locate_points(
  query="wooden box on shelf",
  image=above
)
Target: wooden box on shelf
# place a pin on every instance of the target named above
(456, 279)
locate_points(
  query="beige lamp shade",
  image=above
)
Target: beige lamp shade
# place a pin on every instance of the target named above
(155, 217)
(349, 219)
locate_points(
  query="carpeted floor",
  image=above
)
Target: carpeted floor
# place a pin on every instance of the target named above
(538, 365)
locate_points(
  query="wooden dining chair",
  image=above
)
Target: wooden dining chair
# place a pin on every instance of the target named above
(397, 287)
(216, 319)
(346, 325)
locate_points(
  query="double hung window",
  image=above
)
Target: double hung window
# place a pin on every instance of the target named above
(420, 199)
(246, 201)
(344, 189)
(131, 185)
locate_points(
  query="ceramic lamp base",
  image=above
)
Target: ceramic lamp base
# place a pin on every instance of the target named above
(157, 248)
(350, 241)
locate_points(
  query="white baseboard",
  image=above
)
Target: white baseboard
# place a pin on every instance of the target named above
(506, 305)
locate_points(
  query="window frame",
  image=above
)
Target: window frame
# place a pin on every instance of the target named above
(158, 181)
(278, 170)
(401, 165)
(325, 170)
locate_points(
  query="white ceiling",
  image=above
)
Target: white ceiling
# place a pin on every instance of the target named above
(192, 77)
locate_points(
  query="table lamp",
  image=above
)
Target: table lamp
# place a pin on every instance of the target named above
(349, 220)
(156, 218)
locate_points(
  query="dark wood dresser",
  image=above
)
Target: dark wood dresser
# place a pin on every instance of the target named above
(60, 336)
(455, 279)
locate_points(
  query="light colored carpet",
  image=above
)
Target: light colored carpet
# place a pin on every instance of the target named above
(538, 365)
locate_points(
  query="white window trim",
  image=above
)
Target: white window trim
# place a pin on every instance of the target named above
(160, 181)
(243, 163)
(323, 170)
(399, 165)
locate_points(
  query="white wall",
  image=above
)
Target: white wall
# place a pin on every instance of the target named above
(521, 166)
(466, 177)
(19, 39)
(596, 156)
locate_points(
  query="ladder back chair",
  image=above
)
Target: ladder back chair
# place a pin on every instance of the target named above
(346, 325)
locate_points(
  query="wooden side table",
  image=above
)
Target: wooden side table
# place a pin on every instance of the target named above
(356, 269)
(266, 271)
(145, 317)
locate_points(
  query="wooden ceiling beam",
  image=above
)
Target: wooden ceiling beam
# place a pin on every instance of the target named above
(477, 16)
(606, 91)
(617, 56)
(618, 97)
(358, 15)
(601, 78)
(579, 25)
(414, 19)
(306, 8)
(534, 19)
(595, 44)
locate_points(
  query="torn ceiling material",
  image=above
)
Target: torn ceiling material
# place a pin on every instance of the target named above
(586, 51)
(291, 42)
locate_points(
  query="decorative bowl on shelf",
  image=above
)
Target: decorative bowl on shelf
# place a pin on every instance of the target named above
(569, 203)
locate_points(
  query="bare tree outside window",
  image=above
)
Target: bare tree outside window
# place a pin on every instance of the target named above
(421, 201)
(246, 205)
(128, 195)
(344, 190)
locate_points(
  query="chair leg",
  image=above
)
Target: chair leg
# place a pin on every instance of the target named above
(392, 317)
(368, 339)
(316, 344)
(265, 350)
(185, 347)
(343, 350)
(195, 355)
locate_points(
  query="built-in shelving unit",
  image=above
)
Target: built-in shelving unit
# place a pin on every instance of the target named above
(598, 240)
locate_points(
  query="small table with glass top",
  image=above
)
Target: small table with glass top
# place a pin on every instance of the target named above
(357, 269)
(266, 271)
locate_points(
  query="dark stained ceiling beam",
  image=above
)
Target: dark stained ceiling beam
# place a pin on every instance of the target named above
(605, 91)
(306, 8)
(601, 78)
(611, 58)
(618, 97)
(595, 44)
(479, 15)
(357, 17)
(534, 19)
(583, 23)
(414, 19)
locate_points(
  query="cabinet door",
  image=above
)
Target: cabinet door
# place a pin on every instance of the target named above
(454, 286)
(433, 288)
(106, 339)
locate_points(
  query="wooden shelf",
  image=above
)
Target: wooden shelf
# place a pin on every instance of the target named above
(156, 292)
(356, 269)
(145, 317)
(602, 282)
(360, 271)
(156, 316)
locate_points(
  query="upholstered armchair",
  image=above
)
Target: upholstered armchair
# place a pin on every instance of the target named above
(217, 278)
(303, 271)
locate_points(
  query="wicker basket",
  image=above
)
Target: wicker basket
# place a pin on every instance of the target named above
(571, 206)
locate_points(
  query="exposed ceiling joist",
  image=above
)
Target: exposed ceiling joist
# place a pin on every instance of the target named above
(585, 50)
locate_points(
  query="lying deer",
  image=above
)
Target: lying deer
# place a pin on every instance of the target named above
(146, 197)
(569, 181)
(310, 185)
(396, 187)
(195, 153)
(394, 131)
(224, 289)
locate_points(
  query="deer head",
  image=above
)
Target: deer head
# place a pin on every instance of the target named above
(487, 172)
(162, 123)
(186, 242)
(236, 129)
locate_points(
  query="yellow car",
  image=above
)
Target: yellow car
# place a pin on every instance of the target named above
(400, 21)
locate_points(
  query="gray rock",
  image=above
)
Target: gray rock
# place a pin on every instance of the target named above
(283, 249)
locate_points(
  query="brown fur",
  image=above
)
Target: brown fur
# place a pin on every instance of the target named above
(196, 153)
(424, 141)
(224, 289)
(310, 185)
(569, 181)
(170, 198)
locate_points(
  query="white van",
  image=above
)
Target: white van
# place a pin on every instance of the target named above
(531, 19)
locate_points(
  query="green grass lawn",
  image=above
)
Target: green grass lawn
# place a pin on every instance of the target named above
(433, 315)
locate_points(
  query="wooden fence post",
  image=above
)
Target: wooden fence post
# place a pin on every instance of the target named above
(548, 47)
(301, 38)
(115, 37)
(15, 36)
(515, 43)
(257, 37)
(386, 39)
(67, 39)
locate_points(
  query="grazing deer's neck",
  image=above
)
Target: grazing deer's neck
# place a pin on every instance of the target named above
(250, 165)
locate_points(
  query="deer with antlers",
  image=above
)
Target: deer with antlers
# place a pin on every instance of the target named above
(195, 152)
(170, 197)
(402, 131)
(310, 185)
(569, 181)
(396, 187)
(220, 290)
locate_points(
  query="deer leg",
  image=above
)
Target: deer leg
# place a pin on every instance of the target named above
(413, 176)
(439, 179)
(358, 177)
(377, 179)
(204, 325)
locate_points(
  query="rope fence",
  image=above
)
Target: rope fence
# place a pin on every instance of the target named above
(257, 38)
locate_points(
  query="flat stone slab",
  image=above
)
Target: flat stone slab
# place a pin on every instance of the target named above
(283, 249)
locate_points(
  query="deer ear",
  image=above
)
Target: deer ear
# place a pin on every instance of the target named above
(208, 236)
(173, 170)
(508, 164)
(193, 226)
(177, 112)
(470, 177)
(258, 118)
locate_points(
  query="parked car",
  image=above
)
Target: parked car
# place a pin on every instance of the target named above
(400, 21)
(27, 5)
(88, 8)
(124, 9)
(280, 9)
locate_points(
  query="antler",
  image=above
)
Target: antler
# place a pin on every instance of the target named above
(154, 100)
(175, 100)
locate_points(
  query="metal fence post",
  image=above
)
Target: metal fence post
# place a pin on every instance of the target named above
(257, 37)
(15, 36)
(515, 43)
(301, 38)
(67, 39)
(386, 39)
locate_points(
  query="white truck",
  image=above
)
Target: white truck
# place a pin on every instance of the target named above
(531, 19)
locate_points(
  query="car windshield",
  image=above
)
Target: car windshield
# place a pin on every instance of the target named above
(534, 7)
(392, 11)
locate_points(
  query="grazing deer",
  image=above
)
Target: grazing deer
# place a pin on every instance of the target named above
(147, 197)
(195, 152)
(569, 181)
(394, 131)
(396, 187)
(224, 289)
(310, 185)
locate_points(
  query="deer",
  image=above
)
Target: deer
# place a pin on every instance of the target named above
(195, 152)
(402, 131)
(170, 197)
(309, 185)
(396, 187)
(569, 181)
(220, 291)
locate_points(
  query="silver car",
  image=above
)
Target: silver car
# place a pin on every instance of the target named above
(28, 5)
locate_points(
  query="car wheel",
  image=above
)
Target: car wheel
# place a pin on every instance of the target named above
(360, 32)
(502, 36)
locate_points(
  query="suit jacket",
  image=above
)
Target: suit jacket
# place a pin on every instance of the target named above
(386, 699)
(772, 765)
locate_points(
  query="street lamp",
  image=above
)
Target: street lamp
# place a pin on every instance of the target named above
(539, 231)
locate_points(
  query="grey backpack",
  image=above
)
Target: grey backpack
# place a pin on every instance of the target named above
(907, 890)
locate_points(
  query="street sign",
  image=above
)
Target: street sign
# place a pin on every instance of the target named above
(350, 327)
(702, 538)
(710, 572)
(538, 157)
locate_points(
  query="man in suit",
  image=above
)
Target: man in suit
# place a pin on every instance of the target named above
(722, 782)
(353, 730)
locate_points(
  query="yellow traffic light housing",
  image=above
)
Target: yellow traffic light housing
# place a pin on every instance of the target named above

^^^^

_Task directions_
Please extract every line from the items above that contains the word "double", copying each one without changes.

_Answer to this exercise_
  query="double hung window",
Target: double hung window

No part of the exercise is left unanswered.